GOAL OF THE EXERCISE ::
Copy out the entries exactly, from the first line to the last.
begin RECORDS PROVIDED
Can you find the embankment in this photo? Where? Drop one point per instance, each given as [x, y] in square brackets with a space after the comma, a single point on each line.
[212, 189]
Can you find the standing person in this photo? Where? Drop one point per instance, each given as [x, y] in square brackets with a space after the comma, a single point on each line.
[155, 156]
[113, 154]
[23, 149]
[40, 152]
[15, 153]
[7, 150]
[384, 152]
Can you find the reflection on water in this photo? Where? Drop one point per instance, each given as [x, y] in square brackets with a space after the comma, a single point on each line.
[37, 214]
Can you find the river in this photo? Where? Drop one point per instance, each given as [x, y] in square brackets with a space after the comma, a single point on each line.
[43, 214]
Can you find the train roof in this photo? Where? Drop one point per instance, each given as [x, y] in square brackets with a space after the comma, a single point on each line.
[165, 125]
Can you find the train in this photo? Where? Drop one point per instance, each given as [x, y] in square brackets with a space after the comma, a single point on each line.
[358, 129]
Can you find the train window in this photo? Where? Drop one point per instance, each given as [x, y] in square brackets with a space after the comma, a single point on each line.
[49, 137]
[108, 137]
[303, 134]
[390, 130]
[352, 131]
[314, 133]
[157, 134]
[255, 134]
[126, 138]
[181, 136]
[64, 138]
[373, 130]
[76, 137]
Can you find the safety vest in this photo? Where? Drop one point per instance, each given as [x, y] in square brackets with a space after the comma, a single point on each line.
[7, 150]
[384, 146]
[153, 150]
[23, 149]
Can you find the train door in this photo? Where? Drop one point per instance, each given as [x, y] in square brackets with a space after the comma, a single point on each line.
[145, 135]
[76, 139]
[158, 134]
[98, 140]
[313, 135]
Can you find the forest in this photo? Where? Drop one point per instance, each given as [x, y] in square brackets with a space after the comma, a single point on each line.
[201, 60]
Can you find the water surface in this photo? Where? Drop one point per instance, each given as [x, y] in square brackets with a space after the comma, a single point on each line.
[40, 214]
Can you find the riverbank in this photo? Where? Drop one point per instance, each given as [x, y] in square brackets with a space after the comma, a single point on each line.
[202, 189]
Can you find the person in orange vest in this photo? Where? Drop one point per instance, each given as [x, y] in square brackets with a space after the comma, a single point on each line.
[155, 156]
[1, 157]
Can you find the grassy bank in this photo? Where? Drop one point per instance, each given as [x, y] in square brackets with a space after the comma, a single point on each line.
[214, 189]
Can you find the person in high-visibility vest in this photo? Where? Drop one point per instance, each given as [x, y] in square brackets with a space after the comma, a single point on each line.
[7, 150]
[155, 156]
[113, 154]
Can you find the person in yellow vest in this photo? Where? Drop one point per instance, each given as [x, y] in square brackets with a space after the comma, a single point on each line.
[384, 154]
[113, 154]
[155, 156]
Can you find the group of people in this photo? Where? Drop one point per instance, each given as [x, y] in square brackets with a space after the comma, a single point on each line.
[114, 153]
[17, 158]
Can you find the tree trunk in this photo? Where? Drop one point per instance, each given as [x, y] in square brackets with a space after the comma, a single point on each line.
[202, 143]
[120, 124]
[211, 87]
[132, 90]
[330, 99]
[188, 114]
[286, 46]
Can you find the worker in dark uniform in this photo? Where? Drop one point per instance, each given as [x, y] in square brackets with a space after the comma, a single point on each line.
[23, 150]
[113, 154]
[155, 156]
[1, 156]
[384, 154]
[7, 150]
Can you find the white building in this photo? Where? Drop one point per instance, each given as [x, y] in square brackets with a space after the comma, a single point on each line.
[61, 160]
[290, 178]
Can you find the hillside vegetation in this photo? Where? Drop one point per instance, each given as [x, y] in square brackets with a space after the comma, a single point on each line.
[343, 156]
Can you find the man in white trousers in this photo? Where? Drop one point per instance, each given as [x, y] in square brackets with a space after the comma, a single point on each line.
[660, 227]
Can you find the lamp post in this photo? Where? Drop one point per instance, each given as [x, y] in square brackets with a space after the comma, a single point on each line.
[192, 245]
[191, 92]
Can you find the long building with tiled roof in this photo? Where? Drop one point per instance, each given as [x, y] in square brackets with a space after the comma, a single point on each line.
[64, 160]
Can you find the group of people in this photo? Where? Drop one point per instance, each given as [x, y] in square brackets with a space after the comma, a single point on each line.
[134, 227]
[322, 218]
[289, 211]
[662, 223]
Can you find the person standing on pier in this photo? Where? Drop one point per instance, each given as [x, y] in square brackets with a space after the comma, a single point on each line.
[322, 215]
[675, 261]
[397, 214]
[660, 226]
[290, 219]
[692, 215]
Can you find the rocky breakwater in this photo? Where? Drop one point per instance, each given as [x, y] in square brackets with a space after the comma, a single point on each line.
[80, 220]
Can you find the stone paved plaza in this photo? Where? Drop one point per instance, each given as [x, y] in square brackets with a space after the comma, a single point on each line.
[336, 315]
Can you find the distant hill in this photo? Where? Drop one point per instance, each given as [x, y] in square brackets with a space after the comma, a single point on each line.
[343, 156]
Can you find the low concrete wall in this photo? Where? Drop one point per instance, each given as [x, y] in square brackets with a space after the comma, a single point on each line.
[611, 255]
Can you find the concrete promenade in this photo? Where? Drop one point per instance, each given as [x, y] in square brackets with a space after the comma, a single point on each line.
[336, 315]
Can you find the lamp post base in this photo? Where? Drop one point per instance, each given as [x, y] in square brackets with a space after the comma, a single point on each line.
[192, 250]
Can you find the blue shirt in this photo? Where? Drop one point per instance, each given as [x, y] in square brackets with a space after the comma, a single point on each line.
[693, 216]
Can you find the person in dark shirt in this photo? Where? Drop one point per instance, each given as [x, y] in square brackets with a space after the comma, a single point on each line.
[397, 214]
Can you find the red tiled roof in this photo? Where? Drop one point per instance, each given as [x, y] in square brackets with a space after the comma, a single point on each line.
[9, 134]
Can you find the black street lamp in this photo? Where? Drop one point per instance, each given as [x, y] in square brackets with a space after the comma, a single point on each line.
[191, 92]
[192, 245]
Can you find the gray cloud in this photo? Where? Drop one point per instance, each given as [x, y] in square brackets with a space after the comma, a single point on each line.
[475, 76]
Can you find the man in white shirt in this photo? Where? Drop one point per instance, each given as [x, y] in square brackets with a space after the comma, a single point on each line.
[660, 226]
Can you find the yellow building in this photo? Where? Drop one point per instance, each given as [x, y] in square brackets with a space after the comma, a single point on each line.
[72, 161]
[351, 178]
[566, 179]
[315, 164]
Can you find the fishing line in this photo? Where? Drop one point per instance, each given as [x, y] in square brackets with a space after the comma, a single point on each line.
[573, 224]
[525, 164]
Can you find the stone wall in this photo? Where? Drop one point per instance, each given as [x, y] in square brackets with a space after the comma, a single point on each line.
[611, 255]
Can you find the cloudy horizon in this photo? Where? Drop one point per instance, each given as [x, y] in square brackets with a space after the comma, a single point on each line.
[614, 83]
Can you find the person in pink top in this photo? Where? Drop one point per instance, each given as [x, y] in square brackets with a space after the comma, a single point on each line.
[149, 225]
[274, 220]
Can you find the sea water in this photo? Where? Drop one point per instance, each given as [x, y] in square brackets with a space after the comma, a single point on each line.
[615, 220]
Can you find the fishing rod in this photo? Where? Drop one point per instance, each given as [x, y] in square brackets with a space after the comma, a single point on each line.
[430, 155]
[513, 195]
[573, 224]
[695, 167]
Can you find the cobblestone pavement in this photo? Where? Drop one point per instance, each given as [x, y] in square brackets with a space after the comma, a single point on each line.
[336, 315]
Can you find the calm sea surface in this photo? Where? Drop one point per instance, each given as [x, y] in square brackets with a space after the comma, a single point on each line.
end RECORDS PROVIDED
WORKED ANSWER ::
Can you find the embankment in this photo? Where? Drop one point per instance, each given as [x, y] in square brackets with a space after the comma, a single point on each line.
[212, 189]
Can you find the standing person in this photo? Where? Drop one point per instance, each given as [x, y] in square brackets with a space after the comma, a single point on each line.
[155, 156]
[113, 154]
[23, 149]
[40, 152]
[15, 153]
[7, 150]
[384, 152]
Can you find the reflection on water in this photo? Where? Drop one point per instance, each given as [x, y] in square brackets with a space after the comma, a single point on each line.
[37, 214]
Can you find the river in this photo? Where? Drop one point per instance, each given as [x, y] in square brackets with a space after the comma, a single point on each line.
[43, 214]
Can you find the train roof in this photo? Where? Drop one point per instance, each given as [x, y] in square brackets with a space after the comma, a single point on each line.
[165, 125]
Can you find the train in this photo? Where? Drop one point per instance, each given as [x, y] in square brackets with a space after the comma, a single point on each line.
[358, 129]
Can you find the train window in this photo? Where? Drop one point per instance, each given as [x, y] in square brackets with a space after the comma, a single point on each line.
[49, 137]
[108, 137]
[303, 134]
[390, 130]
[352, 131]
[314, 133]
[157, 134]
[255, 134]
[126, 138]
[181, 136]
[64, 138]
[373, 130]
[76, 137]
Can you find the safety vest in this photo? Where? Drop one point per instance, each given as [x, y] in square brackets with a space after the comma, a single point on each line.
[7, 150]
[384, 146]
[153, 150]
[23, 149]
Can you find the train door in this photo? Where? Drop one point per instance, each given as [x, y] in square brackets with a space after the comma, a single point on each line.
[145, 135]
[76, 139]
[158, 134]
[98, 140]
[313, 135]
Can you find the forest in this photo? Where? Drop one point per instance, each given as [x, y] in square brackets with a space after the comma, a single point on each line.
[201, 60]
Can you find the water surface in this photo? Where? Drop one point per instance, each given as [x, y] in square brackets with a space after the comma, a single point on each line.
[40, 214]
Can you find the riverbank in this photo? Where? Drop one point per instance, each given as [x, y] in square brackets with a space after the comma, a single point on each line.
[202, 189]
Can you find the person in orange vest in this photo? Where? Drop one point per instance, each given as [x, y] in square brackets with a space after the comma, a single point on each line.
[155, 156]
[1, 157]
Can you find the grassy bank in this photo? Where? Drop one point per instance, each given as [x, y] in square brackets with a space after the comma, a single point on each line.
[214, 189]
Can you find the person in high-visibility vest in this photo? Where? Drop one point per instance, each given as [x, y] in square brackets with a space after the comma, a single point on each line.
[7, 150]
[155, 156]
[113, 154]
Can you find the person in yellow vest in this photo? Where? Drop one point per instance, each given as [x, y] in square brackets with a space after the comma, a single point on each line.
[384, 154]
[113, 154]
[155, 156]
Can you find the group of people in this photo? Where? Drop one point per instance, each given as [x, y] in square brackets with a space after the comma, a single point on each line.
[114, 153]
[17, 158]
Can you find the tree trunk in this photo? Where? Drop one point per instance, each given as [x, y] in square brackets with a space after the comma, a single point on each line.
[202, 143]
[120, 124]
[211, 87]
[132, 90]
[330, 99]
[188, 114]
[286, 46]
Can you find the worker in dark uniform in this photo? Where? Drop one point per instance, each given as [x, y] in square brackets with a space after the comma, a single point on each line.
[23, 150]
[113, 154]
[155, 156]
[1, 156]
[384, 154]
[7, 150]
Can you find the white building in this photo? Where? Drop one point per instance, each given as [x, y] in square brackets with a space after the comma, a single point on each line.
[61, 160]
[290, 178]
Can you find the hillside vegetation in this photo? Where? Drop one point per instance, each given as [x, y] in square brackets with a space after the comma, a single point on each line.
[343, 156]
Can you find the man in white trousers in this photo? Where? Drop one point per instance, each given as [x, y] in square brackets with a space after the comma, a single point on each line.
[660, 227]
Can you find the lamp post in this photo? Where? Drop one point per instance, each given as [x, y] in square brackets with a space after the comma, a single point on each line.
[192, 245]
[191, 92]
Can you find the long building with tiled roof in this photo? Where? Drop one point per instance, each given as [x, y] in square brackets with a space after the comma, a single point on each line.
[64, 160]
Can you find the group of people in this photo? Where? Drop one point per instance, each given as [x, y] in square brackets with a space after the comma, a single point on each line.
[134, 227]
[322, 218]
[289, 211]
[662, 223]
Can you find the person standing on pier in this photo? Where? Drop one point per instance, each given as [x, y] in square brackets with a space after the comma, a single point on each line.
[322, 215]
[675, 261]
[397, 214]
[660, 226]
[290, 219]
[692, 215]
Can you find the rocky breakwater in this photo? Where? Drop one point per instance, each given as [x, y] in square brackets with a space after the comma, a single point on each line.
[80, 220]
Can you find the stone paved plaza in this photo? Where? Drop one point per instance, each given as [x, y] in square brackets with a space after the comma, a single point on each line.
[336, 315]
Can you find the distant hill in this photo? Where? Drop one point per instance, each given as [x, y] in square brackets with a space after the comma, a single point on each line.
[343, 156]
Can you find the low concrete wall in this photo? Where? Drop one point per instance, each given as [x, y] in square brackets with a space after the comma, a single point on each line.
[611, 255]
Can you find the concrete promenade in this photo? Where? Drop one point per instance, each given as [x, y] in square brackets with a space after the comma, a single point on each line.
[336, 315]
Can you find the lamp post base in this photo? Where? Drop one point per instance, each given as [x, y] in square brackets with a space after the comma, a single point on each line.
[192, 250]
Can you find the blue shirt in this photo? Where? Drop one point per instance, each given as [x, y] in square brackets with a space after the comma, a single point on each line.
[693, 216]
Can you find the person in dark shirt in this photo? Where? Drop one point per instance, each given as [x, y] in square brackets with a space after the comma, a single point on each line.
[397, 214]
Can you find the red tiled roof in this photo? Where? Drop one point per instance, each given as [x, y] in square brackets with a space after the comma, a single point on each line.
[9, 134]
Can you find the black street lamp in this photo? Where? Drop one point per instance, each given as [x, y] in square brackets with a space after the comma, a single point on each line.
[191, 92]
[192, 245]
Can you find the gray cloud in this photo? Where? Drop one point per instance, each given as [x, y] in square brackets with a space after the comma, a single point on each line.
[475, 76]
Can you find the man in white shirt in this photo? Where? Drop one point per instance, each given as [x, y] in square brackets with a space after the comma, a single point on each line.
[660, 226]
Can you find the yellow building in this photo? Where? Drop one point per instance, each given as [x, y] in square brackets with a space after the comma, a single point on each line.
[72, 161]
[351, 178]
[566, 179]
[315, 164]
Can you find the fishing line in this photo? Where? Drop one point per instance, each given as [x, y] in square brackets with a space after the comma, a single point on each line.
[573, 224]
[525, 164]
Can you find the stone wall in this photo? Where? Drop one point per instance, each given as [x, y] in square brackets with a space after the comma, a single point on each line.
[611, 255]
Can you find the cloudy horizon in this photo? Where? Drop one point per instance, each given as [x, y] in square brackets with a space after the comma, a single point on each line.
[614, 83]
Can you find the person in pink top in this photo? Where? Drop one point per instance, each given as [x, y] in square brackets with a space after the comma, a single point on each line.
[149, 225]
[274, 220]
Can you find the sea water in this photo? Where? Drop one point per instance, each given as [x, y] in square brackets with a space after the comma, a single point on each line.
[615, 220]
Can you find the fishing rod in this photo? Where? Drop one point per instance, each given as [x, y] in square brackets with a space after the comma, a single point on each line.
[430, 155]
[513, 195]
[573, 224]
[695, 167]
Can you find the cobblestone pavement in this photo? Where? Drop one point per instance, each given as [x, y] in square brackets with a space after the comma, a single point on each line.
[336, 315]
Can you find the calm sea surface in this photo? Where? Drop one point per instance, each given as [x, y] in square brackets with a space after the comma, a single point on each line.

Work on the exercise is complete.